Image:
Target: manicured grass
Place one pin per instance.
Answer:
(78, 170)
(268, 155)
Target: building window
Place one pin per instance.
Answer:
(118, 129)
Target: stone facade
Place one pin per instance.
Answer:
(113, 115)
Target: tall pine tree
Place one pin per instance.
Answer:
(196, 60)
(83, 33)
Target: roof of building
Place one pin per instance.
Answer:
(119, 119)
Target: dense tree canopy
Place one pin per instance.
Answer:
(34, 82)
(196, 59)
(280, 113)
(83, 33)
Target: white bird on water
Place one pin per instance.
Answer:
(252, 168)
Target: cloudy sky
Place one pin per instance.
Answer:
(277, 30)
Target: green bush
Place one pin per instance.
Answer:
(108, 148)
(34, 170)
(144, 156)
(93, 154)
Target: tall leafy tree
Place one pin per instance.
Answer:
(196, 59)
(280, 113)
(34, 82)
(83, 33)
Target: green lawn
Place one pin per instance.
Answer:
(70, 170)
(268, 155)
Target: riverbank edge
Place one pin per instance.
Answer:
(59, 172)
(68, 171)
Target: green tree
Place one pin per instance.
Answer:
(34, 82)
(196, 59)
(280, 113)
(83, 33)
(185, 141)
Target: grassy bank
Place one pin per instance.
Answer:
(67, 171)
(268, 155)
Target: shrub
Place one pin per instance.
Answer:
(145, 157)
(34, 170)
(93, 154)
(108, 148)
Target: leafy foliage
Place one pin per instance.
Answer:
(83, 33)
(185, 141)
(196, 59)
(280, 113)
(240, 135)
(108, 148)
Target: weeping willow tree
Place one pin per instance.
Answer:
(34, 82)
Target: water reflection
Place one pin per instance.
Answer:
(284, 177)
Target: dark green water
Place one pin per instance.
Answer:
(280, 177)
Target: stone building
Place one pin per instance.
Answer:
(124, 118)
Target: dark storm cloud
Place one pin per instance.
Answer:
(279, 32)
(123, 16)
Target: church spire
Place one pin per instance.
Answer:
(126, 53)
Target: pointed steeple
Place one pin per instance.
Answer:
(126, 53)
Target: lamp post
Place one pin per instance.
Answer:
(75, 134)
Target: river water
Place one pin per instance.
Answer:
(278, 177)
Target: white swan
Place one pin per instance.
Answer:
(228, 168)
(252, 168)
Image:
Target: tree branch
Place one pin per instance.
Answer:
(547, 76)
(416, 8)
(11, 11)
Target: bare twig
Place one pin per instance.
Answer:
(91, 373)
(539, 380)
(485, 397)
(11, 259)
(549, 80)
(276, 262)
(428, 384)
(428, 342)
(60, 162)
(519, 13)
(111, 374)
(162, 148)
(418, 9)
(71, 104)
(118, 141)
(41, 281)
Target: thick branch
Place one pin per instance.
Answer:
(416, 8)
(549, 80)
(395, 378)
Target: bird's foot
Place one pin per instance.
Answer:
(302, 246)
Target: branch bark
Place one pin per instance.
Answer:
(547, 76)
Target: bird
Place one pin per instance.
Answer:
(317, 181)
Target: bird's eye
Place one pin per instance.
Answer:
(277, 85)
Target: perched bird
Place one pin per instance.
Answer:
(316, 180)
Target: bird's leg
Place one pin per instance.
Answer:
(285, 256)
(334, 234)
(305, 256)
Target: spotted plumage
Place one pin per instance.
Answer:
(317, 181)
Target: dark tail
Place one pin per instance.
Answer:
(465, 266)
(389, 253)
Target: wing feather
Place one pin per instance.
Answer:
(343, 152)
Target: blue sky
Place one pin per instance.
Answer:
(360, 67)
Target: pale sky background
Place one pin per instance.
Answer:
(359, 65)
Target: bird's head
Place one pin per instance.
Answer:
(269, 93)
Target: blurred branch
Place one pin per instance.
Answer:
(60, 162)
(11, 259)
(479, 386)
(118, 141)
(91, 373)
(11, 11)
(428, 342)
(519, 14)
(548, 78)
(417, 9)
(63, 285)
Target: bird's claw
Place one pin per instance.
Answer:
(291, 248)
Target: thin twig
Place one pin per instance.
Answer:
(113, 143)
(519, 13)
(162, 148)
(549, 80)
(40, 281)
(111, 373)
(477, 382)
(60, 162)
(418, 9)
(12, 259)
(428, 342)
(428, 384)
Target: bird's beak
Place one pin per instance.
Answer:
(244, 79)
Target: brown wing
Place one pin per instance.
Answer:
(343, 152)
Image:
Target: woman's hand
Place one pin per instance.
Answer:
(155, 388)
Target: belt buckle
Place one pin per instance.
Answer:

====================

Copy each line above that has the word "building".

● Result:
Target: building window
Target: roof of building
Target: stone building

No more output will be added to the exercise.